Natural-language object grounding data
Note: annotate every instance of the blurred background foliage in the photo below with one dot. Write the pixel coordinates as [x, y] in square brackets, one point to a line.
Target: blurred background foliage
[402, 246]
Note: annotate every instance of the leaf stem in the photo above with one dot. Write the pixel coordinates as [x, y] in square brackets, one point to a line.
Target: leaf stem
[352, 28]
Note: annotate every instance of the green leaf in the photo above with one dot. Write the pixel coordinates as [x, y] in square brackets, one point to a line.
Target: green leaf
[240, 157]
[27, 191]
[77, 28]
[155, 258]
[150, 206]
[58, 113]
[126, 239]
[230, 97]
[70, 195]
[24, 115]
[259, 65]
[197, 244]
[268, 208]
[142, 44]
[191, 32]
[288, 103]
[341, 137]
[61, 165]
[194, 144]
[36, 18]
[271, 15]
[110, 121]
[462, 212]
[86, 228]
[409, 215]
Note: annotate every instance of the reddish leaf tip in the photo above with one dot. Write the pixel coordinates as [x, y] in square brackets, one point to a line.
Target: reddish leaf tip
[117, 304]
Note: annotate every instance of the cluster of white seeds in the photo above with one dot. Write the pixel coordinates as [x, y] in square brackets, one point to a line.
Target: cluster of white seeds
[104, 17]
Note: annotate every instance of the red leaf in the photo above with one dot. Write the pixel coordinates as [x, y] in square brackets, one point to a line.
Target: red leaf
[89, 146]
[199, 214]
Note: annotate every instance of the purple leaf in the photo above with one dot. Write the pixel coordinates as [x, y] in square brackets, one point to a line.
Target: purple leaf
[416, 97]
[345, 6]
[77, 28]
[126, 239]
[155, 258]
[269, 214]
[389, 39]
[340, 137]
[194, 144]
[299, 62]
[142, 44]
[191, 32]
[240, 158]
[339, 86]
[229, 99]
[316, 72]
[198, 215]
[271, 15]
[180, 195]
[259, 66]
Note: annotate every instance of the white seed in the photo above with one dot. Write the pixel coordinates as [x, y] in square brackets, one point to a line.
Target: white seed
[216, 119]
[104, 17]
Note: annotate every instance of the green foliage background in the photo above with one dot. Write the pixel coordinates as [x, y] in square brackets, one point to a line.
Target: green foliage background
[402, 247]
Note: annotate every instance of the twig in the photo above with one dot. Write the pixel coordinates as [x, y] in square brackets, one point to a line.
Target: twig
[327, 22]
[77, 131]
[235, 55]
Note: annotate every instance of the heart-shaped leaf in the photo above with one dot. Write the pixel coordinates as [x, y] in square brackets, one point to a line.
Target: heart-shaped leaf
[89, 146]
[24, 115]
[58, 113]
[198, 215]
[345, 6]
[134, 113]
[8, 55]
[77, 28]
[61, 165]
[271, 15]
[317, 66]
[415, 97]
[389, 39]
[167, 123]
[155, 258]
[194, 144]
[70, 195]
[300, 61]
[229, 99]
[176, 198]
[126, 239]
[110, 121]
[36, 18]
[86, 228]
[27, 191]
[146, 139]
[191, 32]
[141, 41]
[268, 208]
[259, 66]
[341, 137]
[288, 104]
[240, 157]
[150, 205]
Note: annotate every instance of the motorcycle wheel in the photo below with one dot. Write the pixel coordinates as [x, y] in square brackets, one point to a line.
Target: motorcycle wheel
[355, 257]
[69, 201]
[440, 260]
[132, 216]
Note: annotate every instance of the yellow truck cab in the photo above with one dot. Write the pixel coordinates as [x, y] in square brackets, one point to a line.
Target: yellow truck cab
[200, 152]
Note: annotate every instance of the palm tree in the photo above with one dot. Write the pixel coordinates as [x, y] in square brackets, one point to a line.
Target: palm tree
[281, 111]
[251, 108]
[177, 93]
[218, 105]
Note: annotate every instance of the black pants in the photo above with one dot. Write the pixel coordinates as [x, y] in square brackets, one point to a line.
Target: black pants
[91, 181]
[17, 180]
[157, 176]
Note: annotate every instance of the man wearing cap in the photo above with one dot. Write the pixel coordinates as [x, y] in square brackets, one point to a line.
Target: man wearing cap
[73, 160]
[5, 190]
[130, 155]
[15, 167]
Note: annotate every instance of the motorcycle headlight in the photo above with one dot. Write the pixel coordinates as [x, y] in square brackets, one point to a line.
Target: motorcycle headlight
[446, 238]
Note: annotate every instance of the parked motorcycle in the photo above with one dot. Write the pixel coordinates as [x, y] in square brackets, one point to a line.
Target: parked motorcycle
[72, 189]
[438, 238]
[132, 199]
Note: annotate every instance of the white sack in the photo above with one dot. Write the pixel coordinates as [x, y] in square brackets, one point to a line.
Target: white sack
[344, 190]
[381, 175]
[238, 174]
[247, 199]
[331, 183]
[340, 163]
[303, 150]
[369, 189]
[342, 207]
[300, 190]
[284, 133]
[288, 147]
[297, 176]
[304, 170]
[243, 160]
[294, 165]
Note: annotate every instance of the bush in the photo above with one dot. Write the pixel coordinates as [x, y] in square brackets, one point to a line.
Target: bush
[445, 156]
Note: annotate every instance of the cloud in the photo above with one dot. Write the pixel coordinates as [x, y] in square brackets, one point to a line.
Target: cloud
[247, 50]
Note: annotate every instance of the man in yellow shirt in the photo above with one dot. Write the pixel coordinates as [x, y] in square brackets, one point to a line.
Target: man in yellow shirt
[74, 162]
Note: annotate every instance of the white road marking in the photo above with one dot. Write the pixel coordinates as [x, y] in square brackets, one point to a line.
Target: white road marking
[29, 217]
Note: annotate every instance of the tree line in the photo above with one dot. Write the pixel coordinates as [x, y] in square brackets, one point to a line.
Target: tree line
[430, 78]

==

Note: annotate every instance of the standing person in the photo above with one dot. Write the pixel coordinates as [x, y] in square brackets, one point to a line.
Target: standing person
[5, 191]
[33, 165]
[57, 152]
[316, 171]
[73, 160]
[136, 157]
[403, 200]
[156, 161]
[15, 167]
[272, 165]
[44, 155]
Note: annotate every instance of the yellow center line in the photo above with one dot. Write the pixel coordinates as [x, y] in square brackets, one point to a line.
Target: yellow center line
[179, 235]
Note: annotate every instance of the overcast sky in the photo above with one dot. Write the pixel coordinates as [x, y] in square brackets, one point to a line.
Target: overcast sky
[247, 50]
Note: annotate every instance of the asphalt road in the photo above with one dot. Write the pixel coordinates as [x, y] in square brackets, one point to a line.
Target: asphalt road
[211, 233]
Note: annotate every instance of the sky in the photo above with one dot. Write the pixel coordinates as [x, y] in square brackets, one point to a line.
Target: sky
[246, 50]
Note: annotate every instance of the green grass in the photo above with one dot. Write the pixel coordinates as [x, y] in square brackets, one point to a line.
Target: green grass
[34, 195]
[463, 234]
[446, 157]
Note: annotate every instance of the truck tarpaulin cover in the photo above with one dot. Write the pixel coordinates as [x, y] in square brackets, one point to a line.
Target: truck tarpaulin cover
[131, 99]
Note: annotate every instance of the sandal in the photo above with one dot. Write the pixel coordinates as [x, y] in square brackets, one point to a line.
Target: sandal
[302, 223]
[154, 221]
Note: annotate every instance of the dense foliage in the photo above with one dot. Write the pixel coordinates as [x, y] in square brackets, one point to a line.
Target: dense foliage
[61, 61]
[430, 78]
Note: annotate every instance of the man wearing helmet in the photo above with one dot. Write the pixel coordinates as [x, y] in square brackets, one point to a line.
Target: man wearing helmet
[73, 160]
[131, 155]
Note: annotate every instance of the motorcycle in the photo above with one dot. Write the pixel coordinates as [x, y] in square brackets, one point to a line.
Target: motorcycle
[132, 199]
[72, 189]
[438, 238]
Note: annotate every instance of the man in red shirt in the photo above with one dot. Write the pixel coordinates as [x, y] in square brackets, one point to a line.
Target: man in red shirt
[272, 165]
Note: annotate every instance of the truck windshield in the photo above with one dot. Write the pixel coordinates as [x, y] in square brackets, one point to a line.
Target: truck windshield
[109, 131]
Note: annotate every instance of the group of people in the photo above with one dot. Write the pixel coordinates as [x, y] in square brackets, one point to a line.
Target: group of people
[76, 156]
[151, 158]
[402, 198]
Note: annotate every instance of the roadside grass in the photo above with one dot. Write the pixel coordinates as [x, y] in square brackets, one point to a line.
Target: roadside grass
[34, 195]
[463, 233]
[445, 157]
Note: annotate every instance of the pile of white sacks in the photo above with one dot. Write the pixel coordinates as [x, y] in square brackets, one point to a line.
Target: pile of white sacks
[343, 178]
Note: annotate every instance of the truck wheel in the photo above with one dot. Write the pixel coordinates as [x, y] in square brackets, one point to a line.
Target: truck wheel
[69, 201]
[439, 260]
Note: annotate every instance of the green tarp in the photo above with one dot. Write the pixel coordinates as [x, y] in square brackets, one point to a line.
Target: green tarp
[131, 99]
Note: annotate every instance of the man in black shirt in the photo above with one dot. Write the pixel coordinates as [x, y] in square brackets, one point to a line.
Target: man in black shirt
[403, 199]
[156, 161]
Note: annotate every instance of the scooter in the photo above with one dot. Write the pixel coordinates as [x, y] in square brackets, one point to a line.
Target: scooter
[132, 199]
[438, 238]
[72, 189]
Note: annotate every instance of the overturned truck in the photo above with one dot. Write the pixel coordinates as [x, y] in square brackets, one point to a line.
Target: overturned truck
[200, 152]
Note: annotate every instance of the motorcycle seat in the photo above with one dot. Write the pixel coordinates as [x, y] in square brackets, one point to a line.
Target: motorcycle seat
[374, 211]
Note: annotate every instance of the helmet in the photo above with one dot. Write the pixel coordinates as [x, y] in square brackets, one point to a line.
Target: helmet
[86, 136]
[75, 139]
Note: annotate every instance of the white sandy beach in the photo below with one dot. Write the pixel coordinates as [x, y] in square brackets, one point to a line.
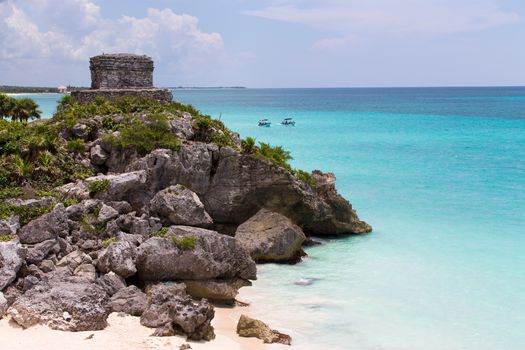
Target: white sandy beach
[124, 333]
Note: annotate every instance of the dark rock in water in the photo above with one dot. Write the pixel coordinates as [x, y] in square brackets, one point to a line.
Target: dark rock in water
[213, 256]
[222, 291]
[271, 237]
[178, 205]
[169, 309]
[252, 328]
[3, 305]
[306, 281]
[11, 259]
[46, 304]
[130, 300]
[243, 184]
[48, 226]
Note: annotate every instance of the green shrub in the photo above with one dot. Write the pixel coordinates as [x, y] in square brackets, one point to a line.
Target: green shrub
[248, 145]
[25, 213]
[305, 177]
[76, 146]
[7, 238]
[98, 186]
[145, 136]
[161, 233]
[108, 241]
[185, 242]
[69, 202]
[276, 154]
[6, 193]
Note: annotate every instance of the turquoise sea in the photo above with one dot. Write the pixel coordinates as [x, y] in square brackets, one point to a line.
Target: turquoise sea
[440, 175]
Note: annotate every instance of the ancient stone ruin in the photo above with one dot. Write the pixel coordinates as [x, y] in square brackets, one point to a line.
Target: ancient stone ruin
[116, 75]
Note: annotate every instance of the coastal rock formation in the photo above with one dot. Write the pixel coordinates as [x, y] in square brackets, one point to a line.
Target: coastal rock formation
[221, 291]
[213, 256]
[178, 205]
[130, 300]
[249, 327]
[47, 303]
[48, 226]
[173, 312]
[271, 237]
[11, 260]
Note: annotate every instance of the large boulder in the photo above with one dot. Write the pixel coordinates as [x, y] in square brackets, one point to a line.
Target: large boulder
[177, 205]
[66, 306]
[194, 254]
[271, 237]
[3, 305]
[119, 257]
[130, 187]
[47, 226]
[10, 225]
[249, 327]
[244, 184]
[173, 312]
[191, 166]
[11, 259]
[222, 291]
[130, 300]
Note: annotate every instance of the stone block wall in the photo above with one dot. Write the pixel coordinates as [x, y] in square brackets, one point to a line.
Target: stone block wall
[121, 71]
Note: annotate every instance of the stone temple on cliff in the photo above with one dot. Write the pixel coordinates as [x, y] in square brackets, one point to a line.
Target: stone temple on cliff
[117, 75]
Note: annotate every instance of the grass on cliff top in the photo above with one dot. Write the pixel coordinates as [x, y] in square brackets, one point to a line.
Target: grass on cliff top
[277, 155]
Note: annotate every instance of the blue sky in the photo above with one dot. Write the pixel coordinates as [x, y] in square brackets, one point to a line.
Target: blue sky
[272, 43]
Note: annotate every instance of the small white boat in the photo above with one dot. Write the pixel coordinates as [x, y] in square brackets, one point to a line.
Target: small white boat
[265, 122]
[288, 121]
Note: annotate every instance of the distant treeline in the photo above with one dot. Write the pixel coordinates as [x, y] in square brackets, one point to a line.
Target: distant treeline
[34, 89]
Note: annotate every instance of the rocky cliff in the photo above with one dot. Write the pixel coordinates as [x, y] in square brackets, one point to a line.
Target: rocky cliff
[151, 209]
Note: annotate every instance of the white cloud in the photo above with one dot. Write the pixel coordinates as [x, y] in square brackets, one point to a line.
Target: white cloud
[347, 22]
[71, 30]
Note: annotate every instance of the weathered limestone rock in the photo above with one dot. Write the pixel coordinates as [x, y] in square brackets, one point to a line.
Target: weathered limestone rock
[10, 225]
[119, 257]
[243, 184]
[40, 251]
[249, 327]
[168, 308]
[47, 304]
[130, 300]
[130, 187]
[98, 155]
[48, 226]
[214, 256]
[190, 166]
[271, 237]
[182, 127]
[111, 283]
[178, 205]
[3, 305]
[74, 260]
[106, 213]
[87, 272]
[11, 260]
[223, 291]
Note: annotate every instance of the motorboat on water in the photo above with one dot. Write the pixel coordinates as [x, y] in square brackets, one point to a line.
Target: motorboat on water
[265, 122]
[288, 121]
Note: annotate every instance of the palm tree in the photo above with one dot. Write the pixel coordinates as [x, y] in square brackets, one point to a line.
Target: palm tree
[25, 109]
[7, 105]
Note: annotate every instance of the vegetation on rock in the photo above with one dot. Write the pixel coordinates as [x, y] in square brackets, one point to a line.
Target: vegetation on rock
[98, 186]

- **WHAT NEEDS TO BE DONE**:
From the records above, copy every line that includes the word "below".

- **RESPONSE**:
Note: annotate every instance of the blurred background foliage in the photo below with one dot. Write the pixel coordinates as [x, y] in square brackets, one point to a line.
Note: annotate every instance of the motorcycle wheel in the photo below with one dot. Write the pixel coordinates as [x, y] in square brackets, one point to a line.
Note: annotate every instance of the white sandy beach in the photo below with one dot. Write the pixel coordinates as [x, y] in square brackets, one point to a line.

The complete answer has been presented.